▶ [AIM OF THE TASK] Find the line with "Segment every instance of the snow on" in the records below. Copy it and every line after it, up to and including the line with "query: snow on mountain slope".

Saved entries
────────────────
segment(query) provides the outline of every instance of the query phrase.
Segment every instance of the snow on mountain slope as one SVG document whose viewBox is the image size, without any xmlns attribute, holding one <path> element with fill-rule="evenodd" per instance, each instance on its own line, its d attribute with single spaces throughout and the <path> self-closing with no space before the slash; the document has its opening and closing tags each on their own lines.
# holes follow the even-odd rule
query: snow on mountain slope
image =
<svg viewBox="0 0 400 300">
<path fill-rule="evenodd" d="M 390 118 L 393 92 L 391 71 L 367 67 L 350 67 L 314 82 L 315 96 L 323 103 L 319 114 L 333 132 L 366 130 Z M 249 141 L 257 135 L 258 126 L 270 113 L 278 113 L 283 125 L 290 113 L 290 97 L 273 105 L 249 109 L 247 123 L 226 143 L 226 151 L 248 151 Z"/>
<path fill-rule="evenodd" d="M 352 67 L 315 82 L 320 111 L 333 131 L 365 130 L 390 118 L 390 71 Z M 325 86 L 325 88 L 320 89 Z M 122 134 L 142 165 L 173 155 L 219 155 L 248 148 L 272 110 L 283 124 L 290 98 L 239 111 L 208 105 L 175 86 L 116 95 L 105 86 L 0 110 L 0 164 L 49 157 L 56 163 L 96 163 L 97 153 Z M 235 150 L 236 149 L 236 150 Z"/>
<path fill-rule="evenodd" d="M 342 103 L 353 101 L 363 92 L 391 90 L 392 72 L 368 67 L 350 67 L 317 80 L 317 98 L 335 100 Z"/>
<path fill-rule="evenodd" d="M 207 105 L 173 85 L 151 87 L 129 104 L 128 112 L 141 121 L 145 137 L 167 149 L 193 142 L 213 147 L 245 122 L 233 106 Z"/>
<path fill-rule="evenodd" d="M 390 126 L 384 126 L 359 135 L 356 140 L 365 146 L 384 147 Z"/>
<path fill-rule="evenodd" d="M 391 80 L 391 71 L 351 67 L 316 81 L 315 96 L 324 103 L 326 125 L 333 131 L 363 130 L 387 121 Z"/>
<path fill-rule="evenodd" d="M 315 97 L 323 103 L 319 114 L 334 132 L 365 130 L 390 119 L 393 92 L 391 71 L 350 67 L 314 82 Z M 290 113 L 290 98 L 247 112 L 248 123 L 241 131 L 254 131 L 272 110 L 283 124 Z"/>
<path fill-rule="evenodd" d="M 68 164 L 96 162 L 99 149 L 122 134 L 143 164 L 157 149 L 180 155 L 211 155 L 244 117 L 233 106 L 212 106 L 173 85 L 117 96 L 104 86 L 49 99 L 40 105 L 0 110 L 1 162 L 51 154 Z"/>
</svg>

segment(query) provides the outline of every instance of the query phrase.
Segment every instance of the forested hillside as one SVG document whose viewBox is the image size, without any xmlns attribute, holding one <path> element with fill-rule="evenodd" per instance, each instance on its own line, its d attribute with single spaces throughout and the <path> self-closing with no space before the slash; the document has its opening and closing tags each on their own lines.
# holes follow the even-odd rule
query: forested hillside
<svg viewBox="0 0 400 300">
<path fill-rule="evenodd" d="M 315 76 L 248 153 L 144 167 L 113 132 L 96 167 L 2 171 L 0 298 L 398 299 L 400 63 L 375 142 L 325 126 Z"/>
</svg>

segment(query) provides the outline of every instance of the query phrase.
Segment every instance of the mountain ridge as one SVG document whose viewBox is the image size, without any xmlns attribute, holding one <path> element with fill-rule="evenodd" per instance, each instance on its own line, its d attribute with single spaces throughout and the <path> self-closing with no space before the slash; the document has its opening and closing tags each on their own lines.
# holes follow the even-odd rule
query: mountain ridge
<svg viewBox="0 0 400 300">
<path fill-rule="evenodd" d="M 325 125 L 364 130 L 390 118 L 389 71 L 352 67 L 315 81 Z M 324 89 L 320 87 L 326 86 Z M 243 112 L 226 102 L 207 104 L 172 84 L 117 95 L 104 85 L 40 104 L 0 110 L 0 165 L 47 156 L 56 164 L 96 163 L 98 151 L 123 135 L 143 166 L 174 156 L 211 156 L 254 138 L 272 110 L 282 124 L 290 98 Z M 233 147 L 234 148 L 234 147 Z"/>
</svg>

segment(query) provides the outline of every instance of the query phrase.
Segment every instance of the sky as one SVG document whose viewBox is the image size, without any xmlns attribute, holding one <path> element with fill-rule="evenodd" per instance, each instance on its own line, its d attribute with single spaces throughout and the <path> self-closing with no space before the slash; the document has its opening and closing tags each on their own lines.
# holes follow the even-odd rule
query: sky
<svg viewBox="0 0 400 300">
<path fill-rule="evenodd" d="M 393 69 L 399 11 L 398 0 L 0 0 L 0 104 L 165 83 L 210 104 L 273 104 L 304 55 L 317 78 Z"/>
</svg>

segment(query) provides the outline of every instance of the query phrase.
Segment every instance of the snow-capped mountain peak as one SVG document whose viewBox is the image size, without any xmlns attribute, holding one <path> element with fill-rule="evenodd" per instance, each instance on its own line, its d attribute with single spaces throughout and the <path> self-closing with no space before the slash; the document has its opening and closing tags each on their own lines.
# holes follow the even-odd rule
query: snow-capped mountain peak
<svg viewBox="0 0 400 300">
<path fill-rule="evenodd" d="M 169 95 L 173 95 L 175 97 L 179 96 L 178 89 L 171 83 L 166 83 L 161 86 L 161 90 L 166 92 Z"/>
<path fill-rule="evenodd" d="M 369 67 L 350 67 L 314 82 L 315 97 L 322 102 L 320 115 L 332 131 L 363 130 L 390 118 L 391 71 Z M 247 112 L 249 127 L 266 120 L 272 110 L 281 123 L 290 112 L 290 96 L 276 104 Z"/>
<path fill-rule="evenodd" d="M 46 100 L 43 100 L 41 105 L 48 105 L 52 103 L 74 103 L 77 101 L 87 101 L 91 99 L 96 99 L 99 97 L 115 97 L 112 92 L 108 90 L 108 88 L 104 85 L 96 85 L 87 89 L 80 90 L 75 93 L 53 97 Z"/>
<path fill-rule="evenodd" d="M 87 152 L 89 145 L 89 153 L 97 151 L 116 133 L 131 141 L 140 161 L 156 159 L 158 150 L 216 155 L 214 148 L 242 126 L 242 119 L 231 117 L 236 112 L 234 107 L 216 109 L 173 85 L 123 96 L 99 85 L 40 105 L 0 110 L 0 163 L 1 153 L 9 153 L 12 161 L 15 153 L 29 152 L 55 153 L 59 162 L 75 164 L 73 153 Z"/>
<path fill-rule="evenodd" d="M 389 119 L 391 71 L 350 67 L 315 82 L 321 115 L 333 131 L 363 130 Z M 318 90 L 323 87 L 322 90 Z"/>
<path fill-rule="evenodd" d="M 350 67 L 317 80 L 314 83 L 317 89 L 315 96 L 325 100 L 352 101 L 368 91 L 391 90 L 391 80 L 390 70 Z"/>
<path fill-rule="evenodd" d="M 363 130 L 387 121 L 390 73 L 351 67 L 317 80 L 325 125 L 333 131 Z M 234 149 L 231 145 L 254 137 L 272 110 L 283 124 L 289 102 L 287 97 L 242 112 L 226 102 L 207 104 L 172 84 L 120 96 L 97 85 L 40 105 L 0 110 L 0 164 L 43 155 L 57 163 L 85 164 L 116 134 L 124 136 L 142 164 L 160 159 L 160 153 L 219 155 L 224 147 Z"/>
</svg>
────────────────
▶ [REPLY TO THE EXERCISE]
Segment every instance of the snow on mountain slope as one SVG document whose viewBox is the image size, without any xmlns attribute, holding one <path> element with fill-rule="evenodd" per instance, each instance on its own line, its d attribute with single spaces throughout and the <path> self-closing with no space before the slash; the document has its opening and closing tags each on their own lines.
# holes follow the even-odd rule
query: snow on mountain slope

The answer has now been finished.